I want to scrape below class data:
<div class="m-srp-card__summary__info">New Property</div>
Below is the whole block of code I'm trying to scrape:
<div class="m-srp-card__collapse js-collapse" aria-collapsed="collapsed" data-container="srp-card-
summary">
<div class="m-srp-card__summary js-collapse__content" data-content="srp-card-summary">
<input type="hidden" id="propertyArea42679361" value="888 sqft">
<div class="m-srp-card__summary__item">
<div class="m-srp-card__summary__title">carpet area</div>
<div class="m-srp-card__summary__info">888 sqft</div>
</div>
<div class="m-srp-card__summary__item">
<div class="m-srp-card__summary__title">status</div>
<div class="m-srp-card__summary__info">Ready to Move</div>
</div>
<div class="m-srp-card__summary__item">
<div class="m-srp-card__summary__title">floor</div>
<div class="m-srp-card__summary__info">9 out of 13 floors</div>
</div>
<div class="m-srp-card__summary__item">
<div class="m-srp-card__summary__title">transaction</div>
<div class="m-srp-card__summary__info">New Property</div>
</div>
<div class="m-srp-card__summary__item">
<div class="m-srp-card__summary__title">furnishing</div>
<div class="m-srp-card__summary__info">Unfurnished</div>
</div>
<div class="m-srp-card__summary__item">
<div class="m-srp-card__summary__title">facing</div>
<div class="m-srp-card__summary__info">South -West</div>
</div>
<div class="m-srp-card__summary__item">
<div class="m-srp-card__summary__title">overlooking</div>
<div class="m-srp-card__summary__info">Garden/Park, Main Road</div>
</div>
<div class="m-srp-card__summary__item">
<div class="m-srp-card__summary__title">society</div>
<div class="m-srp-card__summary__info">
<a id="project-link-42679361" class="m-srp-card__summary__link"
href="https://www.magicbricks.com/skylights-bopal-ahmedabad-pdpid-4d4235303936323633"

- - - -

→ **Description of the task**
Continue the forum question about scraping the property listing HTML, starting right after the last line shown.

→ **Dataset excerpt**

- - - -

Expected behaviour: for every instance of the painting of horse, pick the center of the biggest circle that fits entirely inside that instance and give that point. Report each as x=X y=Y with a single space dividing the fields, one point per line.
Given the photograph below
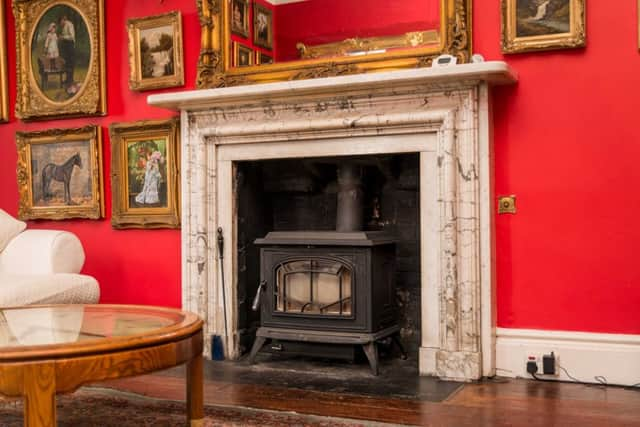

- - - -

→ **Exercise result**
target="_blank">Skylights</a>
</div>
</div>
<div class="m-srp-card__summary__item">
<div class="m-srp-card__summary__title">car parking</div>
<div class="m-srp-card__summary__info">1 Covered</div>
</div>
<div class="m-srp-card__summary__item">
<div class="m-srp-card__summary__title">bathroom</div>
<div class="m-srp-card__summary__info">3</div>
</div>
<div class="m-srp-card__summary__item">
<div class="m-srp-card__summary__title">balcony</div>
<div class="m-srp-card__summary__info">2</div>
</div>
<div class="m-srp-card__summary__item">
<div class="m-srp-card__summary__title">ownership</div>
<div class="m-srp-card__summary__info">Co-operative Society</div>
</div>
</div>
<div class="m-srp-card__collapse__control js-collapse__control" data-toggle="list-collapse"
data-target="srp-card-summary" onclick="stopPage=true;">
<div class="ico m-srp-card__ico">
<svg role="icon">
<use xlink:href="#icon-caret-down"></use>
</svg>
</div>
I tried Indexing but got nothing.
Below is my code:
req = Request('https://www.magicbricks.com/property-for-sale/residential-real-estate?proptype=Multistorey-Apartment,Builder-Floor-Apartment,Penthouse,Studio-Apartment,Residential-House,Villa&Locality=Bopal&cityName=Ahmedabad', headers={'User-Agent': 'Mozilla/5.0'})
webpage = urlopen(req).read()
soup = BeautifulSoup(req, 'html.parser')
containers = soup.find_all('div', {'class': 'm-srp-card__desc flex__item'})
container = containers[0]
no_apartment = container.find('h3').find('span', {'class': 'm-srp-card__title__bhk'}).getText()
c_area = container.find('div', {'class': 'm-srp-card__summary__info'}).getText()
p_price = container.find('div', {'class': 'm-srp-card__info flex__item'})
p_type = container.find('div', {'class': 'm-srp-card__summary js-collapse__content'})[3].find('div', {'class': 'm-srp-card__summary__info'})
Thanks in advance!
import requests
from bs4 import BeautifulSoup
import csv
import re
r = requests.get('https://www.magicbricks.com/property-for-sale/residential-real-estate?proptype=Multistorey-Apartment,Builder-Floor-Apartment,Penthouse,Studio-Apartment,Residential-House,Villa&Locality=Bopal&cityName=Ahmedabad')
soup = BeautifulSoup(r.text, 'html.parser')
category = []
size = []
price = []
floor = []
for item in soup.findAll('span', {'class': 'm-srp-card__title__bhk'}):
category.append(item.get_text(strip=True))
for item in soup.findAll(text=re.compile('area$')):
size.append(item.find_next('div').text)
for item in soup.findAll('span', {'class': 'm-srp-card__price'}):
price.append(item.text)
for item in soup.findAll(text='floor'):
floor.append(item.find_next('div').text)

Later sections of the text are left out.